> Required task 1
Output the part of the Media Server scheduling article between "From the other" and "another without preemption.", inclusive, word for word.

Wednesday, June 22, 2011

Mobicents Media Server 2.1.0.B2 under the hood

The development of Media server on top of standard Java was started 3 years ago and all that time we were trying to avoid implementation of real time scheduler and reach suitable results using Java threads model only. There was several reasons to stick to this way. In addition, for our justification we can say we don't need hard real time system and can agree on a system with small miss rate value and jitter. So it was subject for try... At the early stage when server was running not big set of mostly equivalent tasks the round robin thread pool model was working more or less but with each release server became more and more complex and gain the problem of scheduler more and more as well.

Version 2.1.0.BETA1 was a final and agonized try to make this system working. The development of next version started from the deep analysis of scheduling algorithms and now ended with full server refactoring.

Generally, media server is a system where time critical processes must be executed under timeline limitations which is usually decribed as term deadline. Task must be completed or its execution must start before the deadline. Thus we need first of all to implement task scheduler which will allow us execute time critical tasks.

The global task of real time scheduling is quite important for computer industry so it is well studied in many works. As result, different algorithms of scheduling were designed as well but unfortunately none of such algorithms is available in standard Java by default. Of cource there is an extension called RTSJ (JSR-1) but it is not available for all OSes and it is expensive. Defintely, all known scheduling algorithms are optimal if preemtive what cause high level of CPU control and thus dependency from OS capabilities. So not even any OS can be suitable for implementing real time scheduler. In this sense, implementation of crossplatform such scheduler using Java does not seems real at all. No need to try it even. Instead, let's look is it possible to adopt one of the known algorithm for the media processing task exactly and implement it on Java.

The media processing supposes loses. The encoded and then decoded signal never matches to the original signal but senses of humans are not able to recognize the difference. It means that we can make deadline softer and try to minimize the mistake. This is assumption quite extends the limits.

From the other side, the Java virtual machine actually deattaches us from the real CPUs what allowes us to consider it mostly like uniprocessor system.

These facts bring us to the idea to choose the scheduler with EDF policy as a starting point. We will assign priority to the task and put tasks into the priority queue while JVM will execute one task after another without preemption.

The EDF scheduling is feasible if

where $c_{i}$ is worst case execution time and $T_{i}$ is period of i-task. At this stage let's note that media server runs big number of tasks of same type: IO, transcoding, relay, etc. This makes the total analysis more simple and allows to find the strategy of feasible scheduling for all types of media tasks. However since we can not implement preemtion it is impossible to guarantee that such scheduling will be feasible all the time. And it is obvious that error in terms of deadline will be proportional to the following value

where c - is task execution time and N - number of independant threads (or CPUs behind jvm). It is easy to see that the error is reduced with execution time and with increasing number of processors. Or in numbers for 1 millisecond worst case execution time we will have jitter about

 Number of processors jitter,ms 2 0,5 4 0,25 8 0,125 16 0,064

As we can see 4 CPUs gives us already perfect number even without preemption and this estimation perfectly matches to our test results. Awesome! However it is not the end of the story yet. There is still underwater stone - dispersion.

> The records

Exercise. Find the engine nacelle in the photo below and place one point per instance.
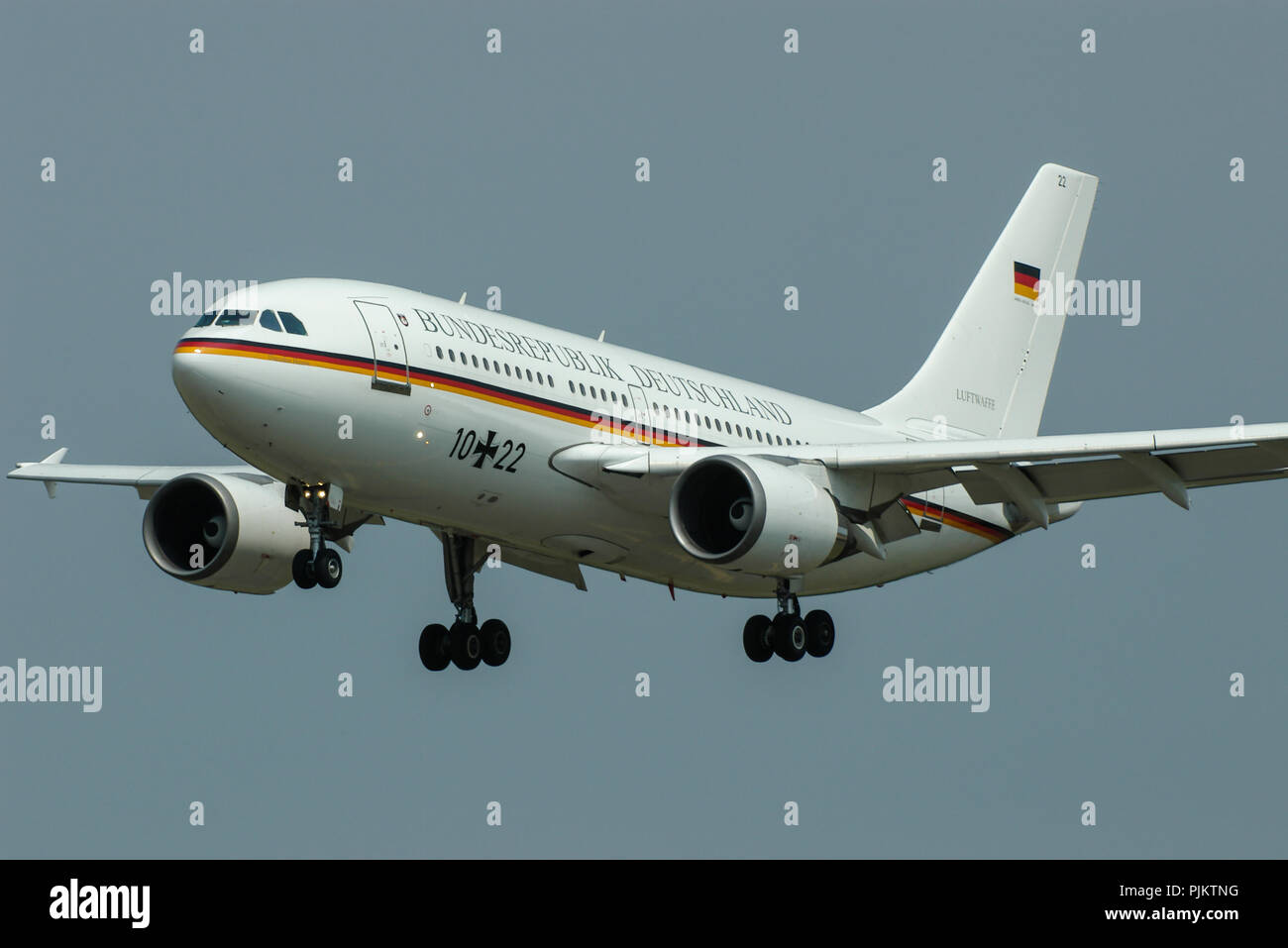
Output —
(742, 513)
(223, 532)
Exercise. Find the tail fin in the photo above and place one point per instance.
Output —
(990, 371)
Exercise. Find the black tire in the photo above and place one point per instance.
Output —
(819, 633)
(756, 639)
(467, 646)
(301, 571)
(496, 642)
(327, 569)
(789, 636)
(433, 647)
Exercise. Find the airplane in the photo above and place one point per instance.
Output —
(353, 402)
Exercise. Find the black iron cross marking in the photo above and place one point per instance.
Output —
(485, 450)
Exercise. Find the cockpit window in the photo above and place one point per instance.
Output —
(292, 325)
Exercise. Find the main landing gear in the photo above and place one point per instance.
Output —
(787, 634)
(465, 644)
(320, 565)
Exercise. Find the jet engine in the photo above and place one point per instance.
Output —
(755, 515)
(223, 532)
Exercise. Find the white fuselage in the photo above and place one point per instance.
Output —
(469, 408)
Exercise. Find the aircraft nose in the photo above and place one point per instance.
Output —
(191, 373)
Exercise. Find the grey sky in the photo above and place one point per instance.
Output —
(767, 170)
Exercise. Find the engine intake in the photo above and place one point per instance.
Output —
(223, 532)
(755, 515)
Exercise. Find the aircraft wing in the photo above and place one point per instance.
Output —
(145, 478)
(1025, 472)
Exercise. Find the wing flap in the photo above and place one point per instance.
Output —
(145, 478)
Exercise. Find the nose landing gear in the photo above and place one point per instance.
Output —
(465, 644)
(320, 565)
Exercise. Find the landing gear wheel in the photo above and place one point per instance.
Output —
(433, 648)
(756, 639)
(819, 633)
(301, 570)
(789, 636)
(496, 642)
(467, 646)
(327, 569)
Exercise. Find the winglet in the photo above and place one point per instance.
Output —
(56, 458)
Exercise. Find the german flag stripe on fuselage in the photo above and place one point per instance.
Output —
(439, 381)
(953, 518)
(510, 398)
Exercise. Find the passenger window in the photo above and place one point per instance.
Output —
(294, 326)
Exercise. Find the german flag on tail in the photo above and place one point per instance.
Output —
(1026, 281)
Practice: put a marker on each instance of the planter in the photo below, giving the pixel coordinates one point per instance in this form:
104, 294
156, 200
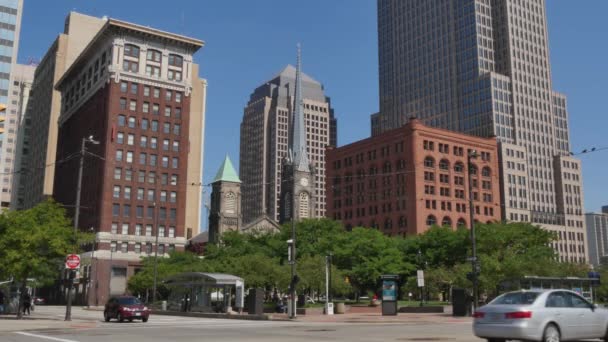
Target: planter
421, 309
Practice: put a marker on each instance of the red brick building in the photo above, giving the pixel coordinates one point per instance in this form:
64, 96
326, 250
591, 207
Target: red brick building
407, 179
135, 90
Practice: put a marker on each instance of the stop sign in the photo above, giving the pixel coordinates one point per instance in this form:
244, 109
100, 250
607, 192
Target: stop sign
72, 261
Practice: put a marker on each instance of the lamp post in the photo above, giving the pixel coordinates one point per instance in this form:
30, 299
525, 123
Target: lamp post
72, 276
474, 264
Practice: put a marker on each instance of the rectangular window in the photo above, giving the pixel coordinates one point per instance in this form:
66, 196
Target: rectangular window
117, 173
151, 195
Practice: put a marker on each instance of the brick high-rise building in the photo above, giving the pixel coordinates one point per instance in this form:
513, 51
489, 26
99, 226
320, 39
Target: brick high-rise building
407, 179
137, 92
482, 67
265, 133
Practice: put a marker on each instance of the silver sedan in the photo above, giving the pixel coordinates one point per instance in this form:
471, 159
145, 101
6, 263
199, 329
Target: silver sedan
548, 315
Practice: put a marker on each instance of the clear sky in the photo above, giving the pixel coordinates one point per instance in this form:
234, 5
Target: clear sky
248, 41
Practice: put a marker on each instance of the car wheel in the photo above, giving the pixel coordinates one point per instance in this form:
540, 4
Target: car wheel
551, 334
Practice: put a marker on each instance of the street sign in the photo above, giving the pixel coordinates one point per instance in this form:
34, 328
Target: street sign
72, 262
420, 277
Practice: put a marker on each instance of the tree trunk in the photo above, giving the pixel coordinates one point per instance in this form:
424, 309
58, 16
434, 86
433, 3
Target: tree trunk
22, 290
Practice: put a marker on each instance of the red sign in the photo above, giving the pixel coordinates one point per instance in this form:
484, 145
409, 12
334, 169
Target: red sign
72, 261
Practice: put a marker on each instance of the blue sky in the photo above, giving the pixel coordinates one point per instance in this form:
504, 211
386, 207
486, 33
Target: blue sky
249, 41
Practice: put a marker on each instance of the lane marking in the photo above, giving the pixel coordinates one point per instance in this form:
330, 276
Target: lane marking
44, 337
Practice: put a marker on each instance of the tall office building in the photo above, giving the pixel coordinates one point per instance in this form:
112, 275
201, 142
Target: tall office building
597, 235
266, 131
37, 175
482, 67
10, 27
22, 85
136, 91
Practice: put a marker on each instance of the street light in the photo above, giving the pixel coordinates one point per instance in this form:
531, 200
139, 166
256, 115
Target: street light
68, 308
474, 274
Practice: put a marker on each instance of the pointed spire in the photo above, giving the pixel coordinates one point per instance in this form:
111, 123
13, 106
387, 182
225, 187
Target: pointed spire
226, 173
298, 148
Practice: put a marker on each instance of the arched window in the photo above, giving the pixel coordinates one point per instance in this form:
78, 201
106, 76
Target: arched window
154, 55
486, 172
230, 202
132, 50
459, 167
304, 206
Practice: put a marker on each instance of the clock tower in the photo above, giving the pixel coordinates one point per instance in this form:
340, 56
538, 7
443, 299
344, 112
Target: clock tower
297, 172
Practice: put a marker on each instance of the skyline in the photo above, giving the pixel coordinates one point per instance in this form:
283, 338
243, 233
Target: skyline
342, 55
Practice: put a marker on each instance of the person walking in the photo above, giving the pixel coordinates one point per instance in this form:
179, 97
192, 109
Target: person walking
27, 303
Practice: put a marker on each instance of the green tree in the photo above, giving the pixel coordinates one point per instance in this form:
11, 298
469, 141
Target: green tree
35, 242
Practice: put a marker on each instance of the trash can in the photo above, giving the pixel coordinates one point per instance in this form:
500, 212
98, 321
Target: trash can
461, 303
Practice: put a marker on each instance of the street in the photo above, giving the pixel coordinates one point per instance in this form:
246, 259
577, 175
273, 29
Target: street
88, 326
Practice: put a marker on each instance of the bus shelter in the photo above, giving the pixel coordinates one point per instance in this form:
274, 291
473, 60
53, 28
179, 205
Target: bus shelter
583, 286
205, 292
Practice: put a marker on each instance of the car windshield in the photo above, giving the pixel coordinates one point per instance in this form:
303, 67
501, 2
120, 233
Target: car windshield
516, 298
128, 301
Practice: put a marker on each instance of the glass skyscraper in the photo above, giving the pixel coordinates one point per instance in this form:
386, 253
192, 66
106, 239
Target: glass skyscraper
10, 25
482, 67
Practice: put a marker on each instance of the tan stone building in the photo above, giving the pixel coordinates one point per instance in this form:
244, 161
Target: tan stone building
265, 134
43, 111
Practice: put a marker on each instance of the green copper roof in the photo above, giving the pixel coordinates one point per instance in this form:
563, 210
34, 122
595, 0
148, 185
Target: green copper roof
226, 173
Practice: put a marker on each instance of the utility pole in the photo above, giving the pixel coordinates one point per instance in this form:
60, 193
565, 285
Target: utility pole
474, 268
72, 274
156, 207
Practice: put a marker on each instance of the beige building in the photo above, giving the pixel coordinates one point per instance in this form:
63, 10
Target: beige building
23, 76
265, 134
44, 110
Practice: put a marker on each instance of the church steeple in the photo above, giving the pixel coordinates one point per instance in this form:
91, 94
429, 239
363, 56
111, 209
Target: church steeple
298, 141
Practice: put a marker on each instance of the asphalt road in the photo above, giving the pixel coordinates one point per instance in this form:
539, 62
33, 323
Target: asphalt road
165, 328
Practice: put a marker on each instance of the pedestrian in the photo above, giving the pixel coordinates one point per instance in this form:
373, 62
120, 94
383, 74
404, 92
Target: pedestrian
1, 302
27, 303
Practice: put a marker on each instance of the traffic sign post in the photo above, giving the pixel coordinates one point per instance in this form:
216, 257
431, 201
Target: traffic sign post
72, 264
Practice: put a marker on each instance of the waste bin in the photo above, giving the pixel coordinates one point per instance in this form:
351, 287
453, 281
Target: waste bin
461, 303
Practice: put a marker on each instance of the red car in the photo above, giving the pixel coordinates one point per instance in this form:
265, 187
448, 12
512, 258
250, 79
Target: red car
125, 307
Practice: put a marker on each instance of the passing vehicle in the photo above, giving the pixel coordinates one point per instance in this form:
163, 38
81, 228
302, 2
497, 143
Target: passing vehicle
125, 308
540, 315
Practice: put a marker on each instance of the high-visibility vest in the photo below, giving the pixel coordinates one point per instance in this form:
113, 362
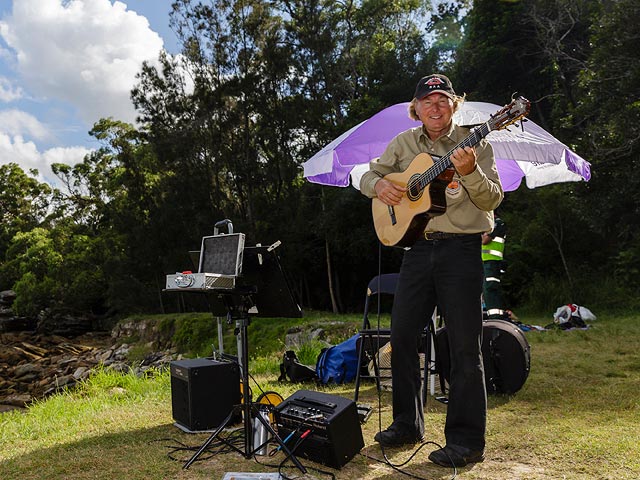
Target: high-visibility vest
494, 250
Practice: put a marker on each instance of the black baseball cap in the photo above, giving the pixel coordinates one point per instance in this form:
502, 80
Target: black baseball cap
435, 83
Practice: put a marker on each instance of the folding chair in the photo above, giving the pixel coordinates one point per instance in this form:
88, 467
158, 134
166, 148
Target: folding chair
373, 338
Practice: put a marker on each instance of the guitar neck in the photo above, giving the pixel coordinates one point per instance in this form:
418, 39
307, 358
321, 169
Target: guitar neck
445, 161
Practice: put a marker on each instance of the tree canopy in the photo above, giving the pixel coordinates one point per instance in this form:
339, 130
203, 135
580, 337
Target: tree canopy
260, 86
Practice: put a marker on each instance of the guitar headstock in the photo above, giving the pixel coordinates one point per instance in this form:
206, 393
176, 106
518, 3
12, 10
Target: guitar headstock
510, 114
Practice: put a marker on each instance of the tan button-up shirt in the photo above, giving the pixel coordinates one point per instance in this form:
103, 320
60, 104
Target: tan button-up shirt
471, 198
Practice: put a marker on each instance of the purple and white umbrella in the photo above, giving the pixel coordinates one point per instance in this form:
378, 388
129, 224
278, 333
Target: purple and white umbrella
533, 154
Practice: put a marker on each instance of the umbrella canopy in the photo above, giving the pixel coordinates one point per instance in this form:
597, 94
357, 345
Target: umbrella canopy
531, 153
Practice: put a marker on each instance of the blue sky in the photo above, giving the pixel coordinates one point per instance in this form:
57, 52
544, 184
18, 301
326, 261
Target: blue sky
64, 64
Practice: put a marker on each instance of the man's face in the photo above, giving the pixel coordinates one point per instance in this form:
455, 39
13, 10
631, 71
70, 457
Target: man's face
435, 112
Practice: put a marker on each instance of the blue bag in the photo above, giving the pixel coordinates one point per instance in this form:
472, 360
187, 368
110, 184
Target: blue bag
338, 364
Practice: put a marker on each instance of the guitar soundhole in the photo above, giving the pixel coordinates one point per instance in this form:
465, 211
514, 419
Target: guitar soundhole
414, 192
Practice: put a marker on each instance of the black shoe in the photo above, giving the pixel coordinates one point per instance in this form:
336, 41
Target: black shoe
456, 456
395, 437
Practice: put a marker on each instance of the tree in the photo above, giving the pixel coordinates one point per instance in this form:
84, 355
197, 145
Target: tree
24, 205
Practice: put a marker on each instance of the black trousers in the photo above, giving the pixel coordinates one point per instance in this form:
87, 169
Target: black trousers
447, 274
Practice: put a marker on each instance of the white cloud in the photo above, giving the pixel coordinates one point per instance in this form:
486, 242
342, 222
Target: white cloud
16, 122
85, 52
14, 149
8, 92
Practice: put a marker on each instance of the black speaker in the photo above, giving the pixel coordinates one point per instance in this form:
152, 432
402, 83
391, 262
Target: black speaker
203, 392
326, 427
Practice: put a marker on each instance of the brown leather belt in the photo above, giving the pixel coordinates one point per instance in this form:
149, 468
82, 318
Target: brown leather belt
443, 235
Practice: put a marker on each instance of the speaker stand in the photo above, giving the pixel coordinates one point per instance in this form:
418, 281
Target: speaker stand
238, 303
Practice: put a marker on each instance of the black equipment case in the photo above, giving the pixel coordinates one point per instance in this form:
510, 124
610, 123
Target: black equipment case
506, 356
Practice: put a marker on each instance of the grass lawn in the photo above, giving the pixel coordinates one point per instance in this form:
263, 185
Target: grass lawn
577, 417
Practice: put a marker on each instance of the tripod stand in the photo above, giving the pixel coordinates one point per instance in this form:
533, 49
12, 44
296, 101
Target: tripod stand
238, 303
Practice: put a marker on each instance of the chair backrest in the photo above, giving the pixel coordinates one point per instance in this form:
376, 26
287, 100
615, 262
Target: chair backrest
380, 284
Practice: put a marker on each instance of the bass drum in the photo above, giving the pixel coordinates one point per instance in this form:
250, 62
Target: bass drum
506, 356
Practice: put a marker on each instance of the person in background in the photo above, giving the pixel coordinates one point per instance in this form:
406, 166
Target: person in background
493, 244
444, 269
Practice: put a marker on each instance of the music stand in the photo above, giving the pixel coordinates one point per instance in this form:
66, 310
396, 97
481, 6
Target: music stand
262, 290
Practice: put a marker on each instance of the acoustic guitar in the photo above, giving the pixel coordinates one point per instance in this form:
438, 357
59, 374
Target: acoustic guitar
426, 179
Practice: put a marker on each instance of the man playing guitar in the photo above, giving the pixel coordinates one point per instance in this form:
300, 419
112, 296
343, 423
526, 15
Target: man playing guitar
443, 269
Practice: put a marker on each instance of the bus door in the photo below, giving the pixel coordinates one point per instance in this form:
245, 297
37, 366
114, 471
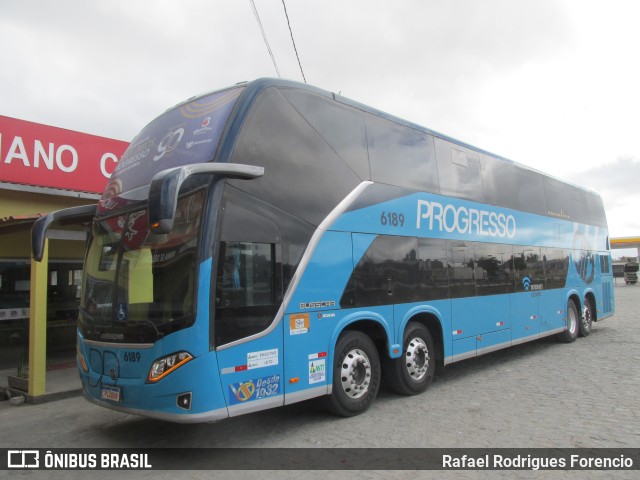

> Required task 2
Gather every line of the records above that contains the string "neck". Case counts.

> Full answer 1
From the other side, the Java virtual machine actually deattaches us from the real CPUs what allowes us to consider it mostly like uniprocessor system.

These facts bring us to the idea to choose the scheduler with EDF policy as a starting point. We will assign priority to the task and put tasks into the priority queue while JVM will execute one task after another without preemption.

> Full answer 2
Practice: put a marker on each instance of the guitar neck in the photo above, giving the pixel coordinates one point per instance in this form:
Target: guitar neck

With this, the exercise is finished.